** Vorliegender Text **
Ueber das neue Champonnois'sche Zuckergewinnungsverfahren; Bericht
von Payen.
Aus dem Bulletin de la Société d'Encouragement, Juli
1868, S. 413.
Payen, über Champonnois' Zuckergewinnungsverfahren.
Seit Champonnois für die Gewinnung des Alkohols aus
Runkelrüben ein Verfahren angab, welches die Bewahrung aller Nahrungsstoffe in den
Rückständen ermöglicht, hat er sich bestrebt, Aehnliches für die Zuckergewinnung zu
bewirken; er suchte den Preßrückständen die Mineralsalze und die näheren organischen
Bestandtheile von der vorhergehenden Operation zurückzugeben, welche man sonst in
dem Syrup beläßt, worin sie dann ein immer schwerer krystallisirbares Product
liefern, welches endlich als Melasse alle Räume der Fabrik erfüllt.Ueber dieses Verfahren von Champonnois wurde
bereits eine Notiz aus den Comptes rendus im
polytechn. Journal Bd. CLXXXVII S. 345
mitgetheilt.
Bekanntlich enthalten die Rübenmelassen 50 Proc. ihres Gewichtes an Zucker, welcher
durch etwa 14 Proc. Salze, und namentlich durch die darin enthaltenen Alkalichloride
an der Ausscheidung verhindert wird.
Es ist zwar durch das sich mehr und mehr ausbreitende Dubrunfaut'sche Verfahren gelungen, dieses Hinderniß der
Zuckerkrystallisation theilweise zu beseitigen, allein dieses Verfahren bedingt
einerseits specielle Apparate, andererseits den Verlust eines bedeutenden Antheils
Salze und Zucker.
Die Erfindung von Champonnois dagegen würde die
inländischen Zuckerfabriken von diesen Schwierigkeiten und Verlustquellen
befreien.

Zeige-Einträge zu benannten Objekten

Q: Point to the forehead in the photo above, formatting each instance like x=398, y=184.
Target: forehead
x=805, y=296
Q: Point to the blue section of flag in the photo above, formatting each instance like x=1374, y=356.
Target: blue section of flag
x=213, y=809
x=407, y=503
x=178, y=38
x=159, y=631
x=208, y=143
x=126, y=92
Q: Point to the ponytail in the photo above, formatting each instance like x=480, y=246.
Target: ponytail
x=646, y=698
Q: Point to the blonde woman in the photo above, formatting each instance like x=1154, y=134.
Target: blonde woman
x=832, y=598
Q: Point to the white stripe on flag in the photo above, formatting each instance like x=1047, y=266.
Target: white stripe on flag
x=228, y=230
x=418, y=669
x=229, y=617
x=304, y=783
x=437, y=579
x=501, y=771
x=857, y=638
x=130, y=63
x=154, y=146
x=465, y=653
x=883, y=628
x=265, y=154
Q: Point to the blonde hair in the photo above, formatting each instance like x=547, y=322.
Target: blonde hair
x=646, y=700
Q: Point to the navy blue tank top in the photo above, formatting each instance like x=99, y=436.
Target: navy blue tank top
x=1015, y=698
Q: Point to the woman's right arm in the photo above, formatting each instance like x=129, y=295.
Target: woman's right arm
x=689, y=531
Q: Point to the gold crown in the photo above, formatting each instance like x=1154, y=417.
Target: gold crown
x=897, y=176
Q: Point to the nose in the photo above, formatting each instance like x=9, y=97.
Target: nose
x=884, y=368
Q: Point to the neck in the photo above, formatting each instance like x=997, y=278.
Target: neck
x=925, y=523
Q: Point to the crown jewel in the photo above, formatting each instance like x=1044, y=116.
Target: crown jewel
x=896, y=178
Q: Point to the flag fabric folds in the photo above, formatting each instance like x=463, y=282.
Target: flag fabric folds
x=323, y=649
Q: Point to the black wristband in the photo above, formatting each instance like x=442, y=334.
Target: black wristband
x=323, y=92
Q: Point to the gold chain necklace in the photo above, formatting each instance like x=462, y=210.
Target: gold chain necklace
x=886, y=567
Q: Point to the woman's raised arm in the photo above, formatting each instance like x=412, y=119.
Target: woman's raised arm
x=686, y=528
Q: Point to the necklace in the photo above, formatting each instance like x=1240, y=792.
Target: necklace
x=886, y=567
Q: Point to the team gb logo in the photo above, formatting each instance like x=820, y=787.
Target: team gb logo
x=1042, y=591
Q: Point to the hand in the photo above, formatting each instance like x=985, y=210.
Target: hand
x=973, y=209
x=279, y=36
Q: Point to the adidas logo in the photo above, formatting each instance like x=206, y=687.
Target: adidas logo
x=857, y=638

** Aufgabenliste **
[a] Ordne den Abschnitt der Auflistung von ihrem Anfang bis einschließlich der Zeile mit "x=323, y=92" als Markdown-Tabelle mit den Spalten „Nr.“ und „Zeile“ an, wobei leere Zeilen wegfallen.
[b] Greife den Bericht über Champonnois' Zuckergewinnungsverfahren auf und schreibe ihn im Anschluss an seinen letzten Satz weiter.
Der Bericht und die Auflistung haben unterschiedliche Quellen.

** Antwortliste **
[a]
| Nr. | Zeile |
|---|---|
| 1 | Q: Point to the forehead in the photo above, formatting each instance like x=398, y=184. |
| 2 | Target: forehead |
| 3 | x=805, y=296 |
| 4 | Q: Point to the blue section of flag in the photo above, formatting each instance like x=1374, y=356. |
| 5 | Target: blue section of flag |
| 6 | x=213, y=809 |
| 7 | x=407, y=503 |
| 8 | x=178, y=38 |
| 9 | x=159, y=631 |
| 10 | x=208, y=143 |
| 11 | x=126, y=92 |
| 12 | Q: Point to the ponytail in the photo above, formatting each instance like x=480, y=246. |
| 13 | Target: ponytail |
| 14 | x=646, y=698 |
| 15 | Q: Point to the blonde woman in the photo above, formatting each instance like x=1154, y=134. |
| 16 | Target: blonde woman |
| 17 | x=832, y=598 |
| 18 | Q: Point to the white stripe on flag in the photo above, formatting each instance like x=1047, y=266. |
| 19 | Target: white stripe on flag |
| 20 | x=228, y=230 |
| 21 | x=418, y=669 |
| 22 | x=229, y=617 |
| 23 | x=304, y=783 |
| 24 | x=437, y=579 |
| 25 | x=501, y=771 |
| 26 | x=857, y=638 |
| 27 | x=130, y=63 |
| 28 | x=154, y=146 |
| 29 | x=465, y=653 |
| 30 | x=883, y=628 |
| 31 | x=265, y=154 |
| 32 | Q: Point to the blonde hair in the photo above, formatting each instance like x=547, y=322. |
| 33 | Target: blonde hair |
| 34 | x=646, y=700 |
| 35 | Q: Point to the navy blue tank top in the photo above, formatting each instance like x=99, y=436. |
| 36 | Target: navy blue tank top |
| 37 | x=1015, y=698 |
| 38 | Q: Point to the woman's right arm in the photo above, formatting each instance like x=129, y=295. |
| 39 | Target: woman's right arm |
| 40 | x=689, y=531 |
| 41 | Q: Point to the gold crown in the photo above, formatting each instance like x=1154, y=417. |
| 42 | Target: gold crown |
| 43 | x=897, y=176 |
| 44 | Q: Point to the nose in the photo above, formatting each instance like x=9, y=97. |
| 45 | Target: nose |
| 46 | x=884, y=368 |
| 47 | Q: Point to the neck in the photo above, formatting each instance like x=997, y=278. |
| 48 | Target: neck |
| 49 | x=925, y=523 |
| 50 | Q: Point to the crown jewel in the photo above, formatting each instance like x=1044, y=116. |
| 51 | Target: crown jewel |
| 52 | x=896, y=178 |
| 53 | Q: Point to the flag fabric folds in the photo above, formatting each instance like x=463, y=282. |
| 54 | Target: flag fabric folds |
| 55 | x=323, y=649 |
| 56 | Q: Point to the black wristband in the photo above, formatting each instance like x=442, y=334. |
| 57 | Target: black wristband |
| 58 | x=323, y=92 |

[b]
Folgendes ist die Art, wie die einfache und regelmäßige Arbeit geschieht:
Der wie gewöhnlich erhaltene Saft wird nach der Methode von Perier und Possoz behandelt (trübe Scheidung
und doppelte Carbonatation) und zu Füllmasse eingekocht. Der aus dieser abgelaufene
Syrup wird auf 1,040 specifisches Gewicht (ziemlich gleich demjenigen des
ursprünglichen Saftes) gebracht und dem Rübenbrei einer zweiten Operation
hinzugefügt, das Gemisch auf 70° C. gebracht, abtropfen gelassen und dann
ausgepreßt.
Der so erhaltene Saft wird nun wie der erste behandelt, liefert eine ähnliche
Krystallisation und einen Syrup, der seinerseits wieder zu einem dritten Breiantheil
wandert u. s. w.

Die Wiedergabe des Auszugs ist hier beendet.